WORK REQUIRED: Write out, unchanged, the lines of the items from the one containing "Task: each instance of the yellow" through the one containing "[[922, 46], [922, 29], [922, 81], [528, 117]]", both included.

PROVIDED DATA:
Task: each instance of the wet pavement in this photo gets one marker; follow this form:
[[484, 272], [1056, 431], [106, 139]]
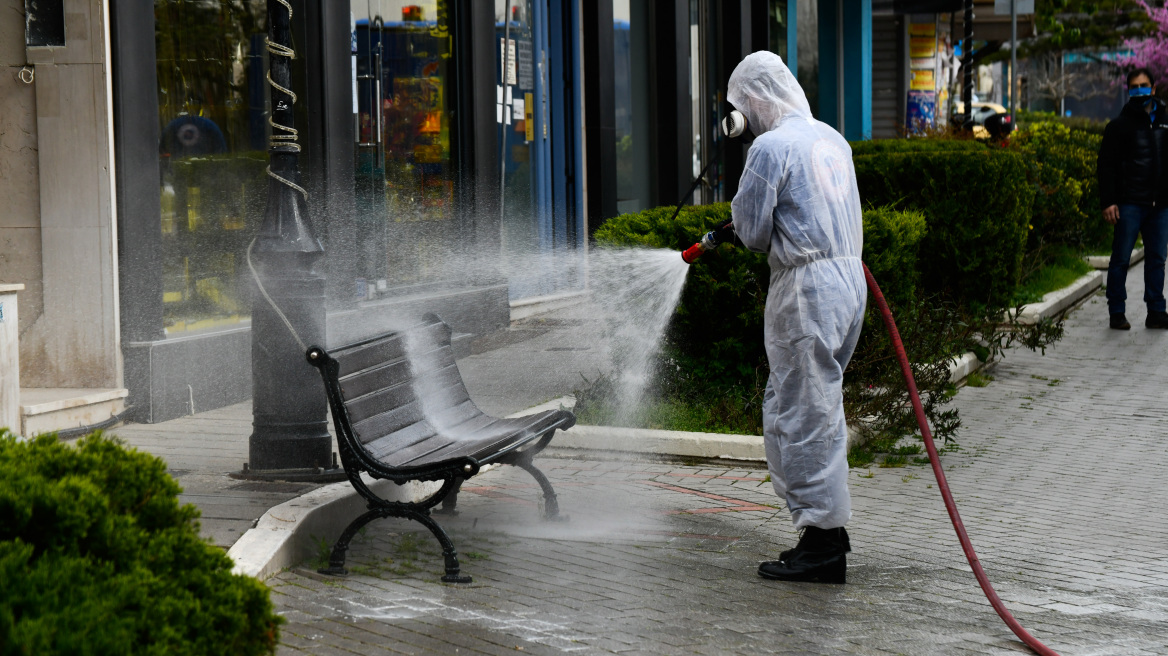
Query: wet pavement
[[1059, 479]]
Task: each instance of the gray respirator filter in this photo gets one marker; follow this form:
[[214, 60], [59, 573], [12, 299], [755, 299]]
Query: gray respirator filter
[[734, 125]]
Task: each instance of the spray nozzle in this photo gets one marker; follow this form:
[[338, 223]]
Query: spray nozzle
[[709, 242]]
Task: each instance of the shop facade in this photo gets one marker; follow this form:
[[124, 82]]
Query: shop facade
[[443, 142]]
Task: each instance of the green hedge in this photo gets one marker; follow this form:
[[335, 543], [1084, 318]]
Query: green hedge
[[880, 146], [98, 557], [978, 206], [1062, 165]]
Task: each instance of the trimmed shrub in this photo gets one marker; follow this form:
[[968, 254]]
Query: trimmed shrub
[[881, 146], [978, 206], [98, 557], [1066, 192]]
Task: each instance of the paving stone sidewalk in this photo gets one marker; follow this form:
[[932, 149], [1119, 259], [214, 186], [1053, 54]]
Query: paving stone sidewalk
[[1059, 477]]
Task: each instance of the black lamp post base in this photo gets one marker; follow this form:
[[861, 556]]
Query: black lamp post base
[[301, 475], [291, 446]]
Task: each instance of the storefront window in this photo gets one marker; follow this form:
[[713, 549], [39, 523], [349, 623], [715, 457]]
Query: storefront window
[[520, 220], [631, 89], [211, 110], [404, 91]]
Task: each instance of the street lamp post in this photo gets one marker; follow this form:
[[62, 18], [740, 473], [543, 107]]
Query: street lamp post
[[289, 405], [967, 68]]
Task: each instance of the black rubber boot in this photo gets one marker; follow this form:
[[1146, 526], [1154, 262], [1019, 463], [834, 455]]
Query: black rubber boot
[[819, 557]]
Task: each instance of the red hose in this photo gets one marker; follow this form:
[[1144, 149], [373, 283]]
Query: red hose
[[966, 545]]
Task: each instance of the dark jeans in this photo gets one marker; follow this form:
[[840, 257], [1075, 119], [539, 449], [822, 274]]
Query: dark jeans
[[1153, 224]]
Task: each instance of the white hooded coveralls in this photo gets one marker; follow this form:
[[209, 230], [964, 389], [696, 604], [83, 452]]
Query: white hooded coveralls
[[798, 203]]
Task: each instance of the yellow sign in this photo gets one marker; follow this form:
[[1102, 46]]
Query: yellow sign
[[922, 46], [922, 29], [922, 81], [528, 117]]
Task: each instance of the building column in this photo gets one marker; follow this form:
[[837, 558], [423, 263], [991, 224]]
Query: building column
[[846, 67], [829, 69], [856, 16], [75, 341]]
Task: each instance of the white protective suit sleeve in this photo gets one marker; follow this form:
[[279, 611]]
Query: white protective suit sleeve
[[798, 202]]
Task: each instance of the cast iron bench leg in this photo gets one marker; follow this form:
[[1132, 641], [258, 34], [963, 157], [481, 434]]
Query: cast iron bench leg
[[550, 503], [447, 548], [450, 503], [336, 559]]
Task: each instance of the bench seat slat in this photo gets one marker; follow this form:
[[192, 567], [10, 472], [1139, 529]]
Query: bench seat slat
[[437, 391], [374, 378], [389, 421], [408, 406], [373, 354], [382, 447], [481, 441]]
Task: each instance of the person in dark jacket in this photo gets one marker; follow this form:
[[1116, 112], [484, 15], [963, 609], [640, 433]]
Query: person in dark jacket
[[1133, 193]]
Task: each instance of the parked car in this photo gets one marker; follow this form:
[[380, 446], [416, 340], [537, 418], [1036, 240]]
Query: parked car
[[991, 120]]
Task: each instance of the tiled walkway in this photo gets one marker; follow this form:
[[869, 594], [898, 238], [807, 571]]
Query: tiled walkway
[[1061, 477]]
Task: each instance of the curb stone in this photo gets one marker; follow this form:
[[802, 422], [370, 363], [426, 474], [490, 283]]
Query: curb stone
[[290, 532], [1103, 262], [1061, 299], [286, 535]]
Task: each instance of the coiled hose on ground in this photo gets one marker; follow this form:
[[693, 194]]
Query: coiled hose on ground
[[950, 506]]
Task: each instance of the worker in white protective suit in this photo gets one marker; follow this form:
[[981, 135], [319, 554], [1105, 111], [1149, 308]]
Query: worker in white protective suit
[[798, 203]]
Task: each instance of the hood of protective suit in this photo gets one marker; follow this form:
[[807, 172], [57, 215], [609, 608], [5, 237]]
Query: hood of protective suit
[[763, 89]]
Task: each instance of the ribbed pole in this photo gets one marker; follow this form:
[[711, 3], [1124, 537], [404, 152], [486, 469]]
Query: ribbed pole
[[289, 404], [967, 67]]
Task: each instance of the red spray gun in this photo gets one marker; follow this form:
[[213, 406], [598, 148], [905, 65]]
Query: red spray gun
[[709, 242]]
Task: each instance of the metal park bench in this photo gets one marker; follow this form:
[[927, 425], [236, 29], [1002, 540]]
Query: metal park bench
[[403, 413]]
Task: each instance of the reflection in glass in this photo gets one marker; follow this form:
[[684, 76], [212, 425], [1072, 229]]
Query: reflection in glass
[[631, 86], [211, 109], [404, 117]]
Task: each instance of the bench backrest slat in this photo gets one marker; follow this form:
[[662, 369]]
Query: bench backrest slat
[[405, 402]]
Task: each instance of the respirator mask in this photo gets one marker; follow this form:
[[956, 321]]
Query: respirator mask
[[735, 126]]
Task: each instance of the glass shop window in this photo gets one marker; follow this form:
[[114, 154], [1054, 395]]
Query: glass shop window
[[404, 112], [631, 82], [516, 102], [213, 97]]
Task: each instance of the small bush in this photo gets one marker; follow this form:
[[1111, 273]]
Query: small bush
[[98, 557], [882, 146], [1066, 211], [977, 204]]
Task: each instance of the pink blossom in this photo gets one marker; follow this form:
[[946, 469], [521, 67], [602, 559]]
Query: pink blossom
[[1149, 51]]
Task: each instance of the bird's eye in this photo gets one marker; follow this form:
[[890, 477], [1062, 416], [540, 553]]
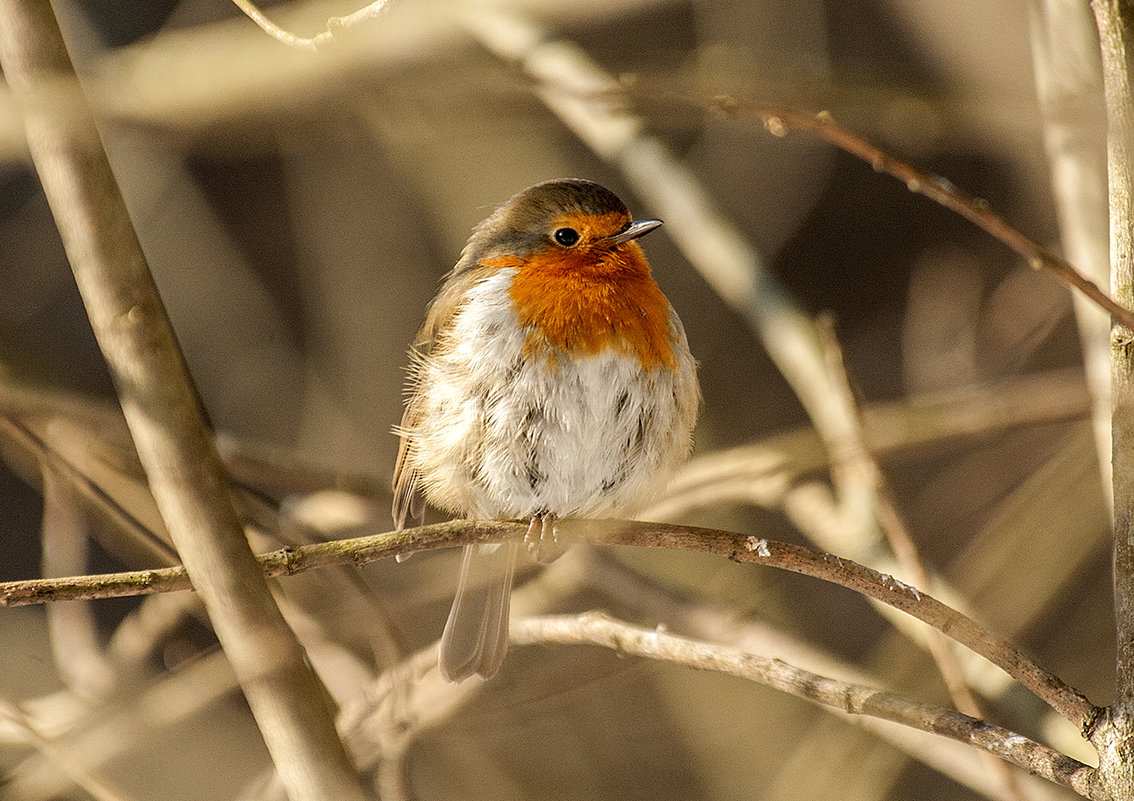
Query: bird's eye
[[566, 236]]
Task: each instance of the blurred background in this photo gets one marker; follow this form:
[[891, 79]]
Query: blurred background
[[297, 210]]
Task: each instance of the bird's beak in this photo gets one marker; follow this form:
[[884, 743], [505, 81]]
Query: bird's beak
[[632, 232]]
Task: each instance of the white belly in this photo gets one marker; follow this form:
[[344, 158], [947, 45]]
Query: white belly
[[504, 435]]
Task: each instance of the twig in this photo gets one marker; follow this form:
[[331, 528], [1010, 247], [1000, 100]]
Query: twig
[[72, 627], [315, 42], [595, 629], [859, 458], [162, 410], [1115, 739], [778, 120], [96, 786], [599, 571], [1068, 85], [742, 548]]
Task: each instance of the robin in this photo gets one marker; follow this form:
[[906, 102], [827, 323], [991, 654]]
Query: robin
[[550, 379]]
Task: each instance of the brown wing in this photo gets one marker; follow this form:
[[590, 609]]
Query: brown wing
[[407, 499]]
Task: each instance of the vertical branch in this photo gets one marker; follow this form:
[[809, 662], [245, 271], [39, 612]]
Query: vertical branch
[[162, 410], [1068, 85], [1115, 736]]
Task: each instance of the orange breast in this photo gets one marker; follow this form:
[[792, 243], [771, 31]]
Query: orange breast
[[587, 301]]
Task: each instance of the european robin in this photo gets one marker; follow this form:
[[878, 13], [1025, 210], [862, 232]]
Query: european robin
[[551, 378]]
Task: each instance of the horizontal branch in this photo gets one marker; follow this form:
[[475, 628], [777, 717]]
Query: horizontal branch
[[742, 548], [595, 629]]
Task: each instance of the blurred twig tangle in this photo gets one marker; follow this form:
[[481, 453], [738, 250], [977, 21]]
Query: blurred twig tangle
[[836, 474]]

THE RESPONSE:
Task: each instance of the yellow sign in this photo gets one marker; follow this form:
[[1102, 46]]
Query: yellow sign
[[922, 46], [922, 29], [922, 81], [528, 117]]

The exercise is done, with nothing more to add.